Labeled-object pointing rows
==*==
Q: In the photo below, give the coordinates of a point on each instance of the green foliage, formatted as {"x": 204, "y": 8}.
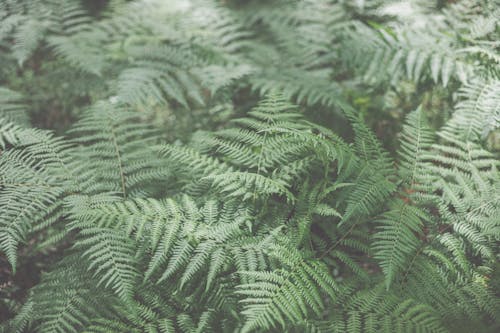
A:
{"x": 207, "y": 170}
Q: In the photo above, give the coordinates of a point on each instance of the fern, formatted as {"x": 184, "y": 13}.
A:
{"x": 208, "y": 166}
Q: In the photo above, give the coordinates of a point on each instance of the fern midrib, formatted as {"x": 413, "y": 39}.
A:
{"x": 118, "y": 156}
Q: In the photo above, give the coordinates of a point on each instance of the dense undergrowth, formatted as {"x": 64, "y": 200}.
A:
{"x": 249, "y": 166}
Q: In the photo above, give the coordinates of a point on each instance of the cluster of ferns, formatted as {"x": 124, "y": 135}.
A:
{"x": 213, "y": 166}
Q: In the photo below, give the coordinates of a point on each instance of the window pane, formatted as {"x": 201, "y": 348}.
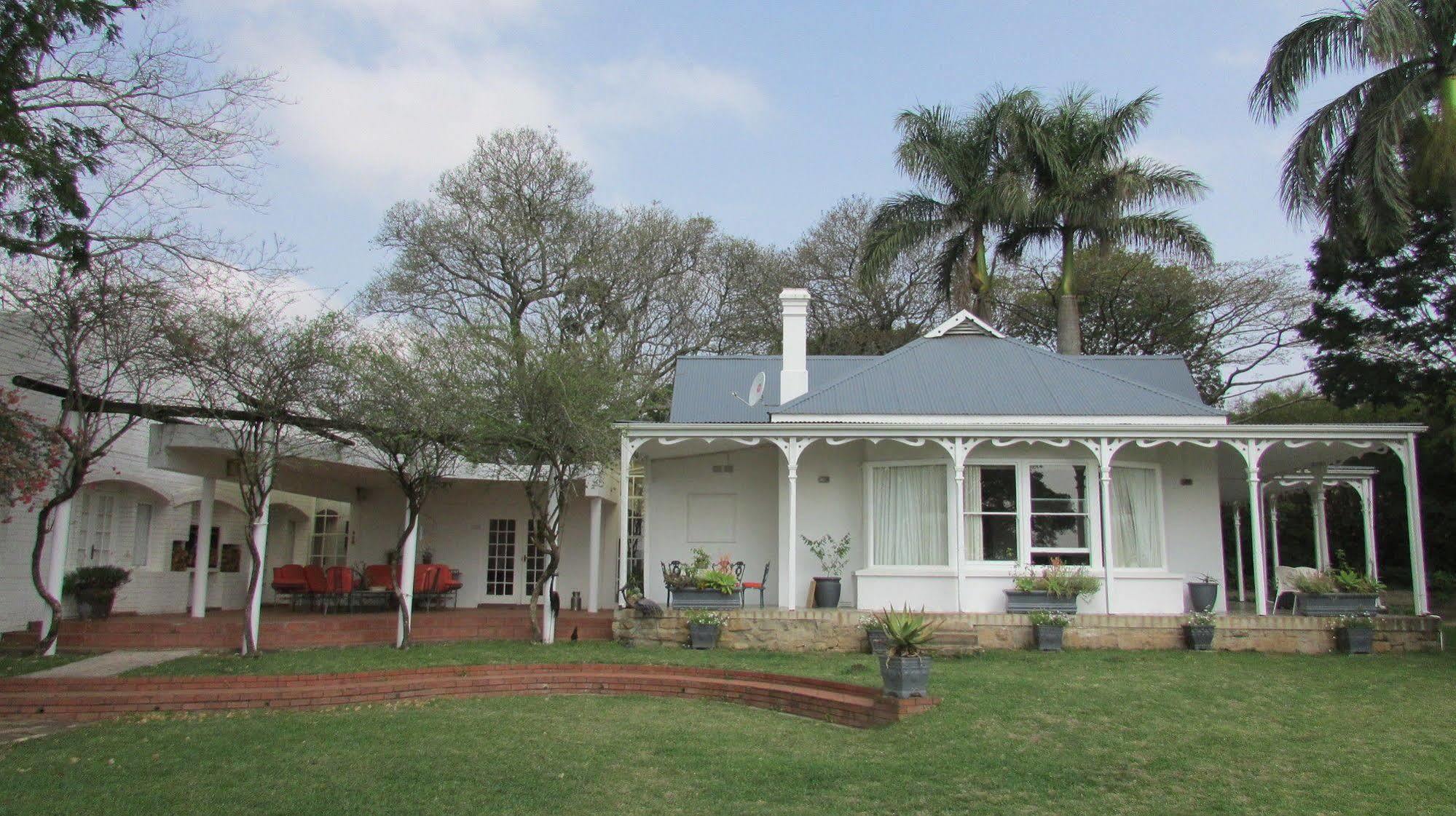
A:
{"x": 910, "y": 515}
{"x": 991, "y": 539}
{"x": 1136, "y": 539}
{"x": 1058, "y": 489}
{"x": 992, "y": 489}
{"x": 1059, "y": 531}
==*==
The request. Lay out every line of the rows above as a numbered list, skipping blank lines. Leave the pictures out of the list.

The result.
1. Q: In the photo below, give the coordinates of a point on each instance of the green foliage, formatted as {"x": 204, "y": 8}.
2. A:
3. {"x": 207, "y": 170}
4. Q: In the photo above, give the coordinates of a point on each instance of the fern, formatted as {"x": 184, "y": 13}.
5. A:
6. {"x": 208, "y": 166}
7. Q: In the photo above, give the coordinates of a point on each instance of the fern midrib, formatted as {"x": 413, "y": 39}.
8. A:
9. {"x": 118, "y": 156}
10. Q: In the photo above, give the coordinates of a point on each instance of the dense undergrowth, formatted as {"x": 64, "y": 200}.
11. A:
12. {"x": 249, "y": 166}
13. Q: In the photo above, give the coordinates of a point on each instance of the cluster of ferns, formatted as {"x": 124, "y": 135}.
14. A:
15. {"x": 213, "y": 166}
16. Q: In the photo below, give the coordinates of a point on each instance of the window pane, formatted as {"x": 201, "y": 348}.
17. A:
18. {"x": 910, "y": 515}
19. {"x": 991, "y": 539}
20. {"x": 1136, "y": 539}
21. {"x": 1058, "y": 489}
22. {"x": 992, "y": 489}
23. {"x": 1059, "y": 531}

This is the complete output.